═══ Document segment ═══

Design used for a national campaign, on packaging selling millions of units, or in any commercial-scale application carries higher fees than internal-only or limited-use work. Some designers price commercial rights separately; others build them into the project price.

What’s included in graphic design pricing?

When you commission graphic design, the price usually covers more than the final asset. What’s standard varies by provider, but most quotes include the following, and it’s worth confirming explicitly before you sign off. Contracts outline project deliverables and timelines, so read them.

  1. Design time – the actual hours spent on layout, typography, imagery, and iteration
  2. An agreed number of revision rounds, typically 2–3
  3. Final files in the formats you need, usually PDF, JPG, and PNG; sometimes EPS, AI, or INDD if you commission the source files
  4. Limited commercial usage rights for the specified purpose
  5. Project management or account-handling time (agencies and subscriptions)

What’s typically not included unless you agree it upfront:

  1. Source or working files (designers often retain these)
  2. Stock photography or premium font licensing, usually passed through or charged separately
  3. Extra revision rounds beyond the quote
  4. Print production – actually printing the flyers or brochures is a separate cost
  5. Rush delivery beyond standard turnaround

Always check what’s in scope and what’s billable as extra before signing a quote. The biggest cause of unexpected costs is assumptions about source files, additional revisions, or stock licensing.

How to choose the right graphic design option for your business

Cost is only half the decision. Four questions tend to clarify which option fits.

What kind of work do you need?

One-off projects like a logo, business cards, or single-event materials point to a freelancer. Strategic projects with discovery, multiple stakeholders, and full brand work point to an agency. Daily ongoing volume across many formats points to an in-house hire or a subscription. High volume with lower strategic complexity points firmly to a subscription.

What’s your budget, and how predictable does it need to be?

A strict project budget that can’t move suits a freelancer with a fixed quote. A larger discretionary budget for strategic work suits an agency. A predictable monthly cost that scales with usage suits a subscription. A long-term commitment makes sense in-house if your hiring patterns are stable.

How much control and brand consistency do you need?

For maximum control, real-time conversation, and on-site presence, hire in-house. For high control with predictable, brand-consistent output, a dedicated-designer subscription works well. For strategic ideas brought to you, choose an agency. For lower control and project-by-project relationships, use freelancers.

═══ Data ═══

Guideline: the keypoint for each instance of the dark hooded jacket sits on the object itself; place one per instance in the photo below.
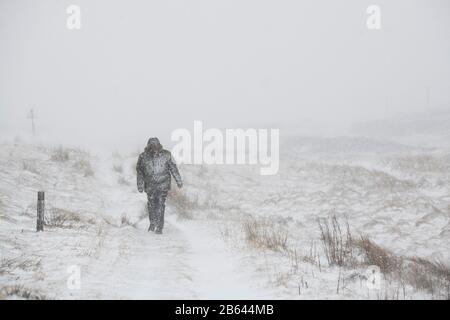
(155, 167)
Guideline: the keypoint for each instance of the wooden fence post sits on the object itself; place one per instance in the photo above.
(40, 211)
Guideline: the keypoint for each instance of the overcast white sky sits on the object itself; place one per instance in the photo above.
(143, 68)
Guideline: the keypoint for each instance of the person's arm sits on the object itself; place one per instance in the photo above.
(174, 171)
(140, 175)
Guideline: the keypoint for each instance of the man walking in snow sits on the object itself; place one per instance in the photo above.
(154, 168)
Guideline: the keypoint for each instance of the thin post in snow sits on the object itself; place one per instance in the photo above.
(40, 211)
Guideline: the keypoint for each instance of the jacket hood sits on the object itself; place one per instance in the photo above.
(153, 145)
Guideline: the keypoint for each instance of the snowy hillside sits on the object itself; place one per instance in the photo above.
(230, 233)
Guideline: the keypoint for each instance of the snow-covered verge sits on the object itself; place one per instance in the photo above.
(230, 233)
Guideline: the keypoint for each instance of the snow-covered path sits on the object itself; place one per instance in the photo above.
(189, 261)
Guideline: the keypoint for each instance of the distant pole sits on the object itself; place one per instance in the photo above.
(40, 211)
(387, 106)
(32, 116)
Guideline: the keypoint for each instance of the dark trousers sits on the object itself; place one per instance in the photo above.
(156, 204)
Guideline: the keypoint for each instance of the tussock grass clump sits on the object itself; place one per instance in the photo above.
(60, 154)
(343, 250)
(123, 181)
(30, 166)
(8, 265)
(117, 168)
(374, 254)
(262, 234)
(62, 218)
(84, 167)
(337, 243)
(183, 204)
(19, 291)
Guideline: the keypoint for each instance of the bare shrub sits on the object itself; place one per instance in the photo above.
(337, 243)
(84, 166)
(60, 154)
(262, 234)
(19, 291)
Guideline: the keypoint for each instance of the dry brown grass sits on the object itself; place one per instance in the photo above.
(60, 154)
(62, 218)
(262, 234)
(337, 243)
(84, 167)
(9, 265)
(183, 204)
(343, 250)
(19, 291)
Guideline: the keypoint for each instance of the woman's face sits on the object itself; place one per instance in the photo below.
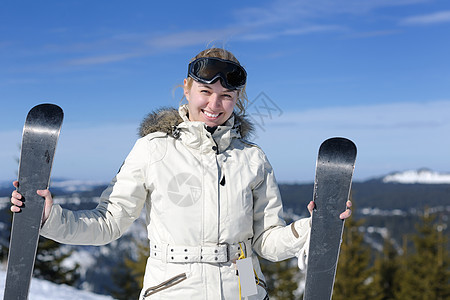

═══

Problems ::
(A) Retype the stretch of the graphic design pricing text from "When you commission" through "often retain these)".
(B) Pull out every line in the records that contains the string "covered".

Per-task outputs ::
(A)
When you commission graphic design, the price usually covers more than the final asset. What’s standard varies by provider, but most quotes include the following, and it’s worth confirming explicitly before you sign off. Contracts outline project deliverables and timelines, so read them.

  1. Design time – the actual hours spent on layout, typography, imagery, and iteration
  2. An agreed number of revision rounds, typically 2–3
  3. Final files in the formats you need, usually PDF, JPG, and PNG; sometimes EPS, AI, or INDD if you commission the source files
  4. Limited commercial usage rights for the specified purpose
  5. Project management or account-handling time (agencies and subscriptions)

What’s typically not included unless you agree it upfront:

  1. Source or working files (designers often retain these)

(B)
Guideline: the keypoint for each instance of the snow-covered verge sits on the object itself; place one per instance in the photo above.
Guideline: the keypoint for each instance of the snow-covered path sits on the object itself; place one per instance in the photo above.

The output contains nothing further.